Point annotation dataset entries -

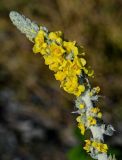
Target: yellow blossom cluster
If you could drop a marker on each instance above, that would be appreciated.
(64, 58)
(96, 111)
(81, 125)
(98, 146)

Written exercise - Could you rewrite the entries with "marker" swapped for "pin", changing nothing else and omitting the pictures?

Problem solution -
Target: yellow blossom cluster
If you could drop a pin on each instance above, that would be appreciated.
(64, 58)
(96, 111)
(81, 125)
(98, 146)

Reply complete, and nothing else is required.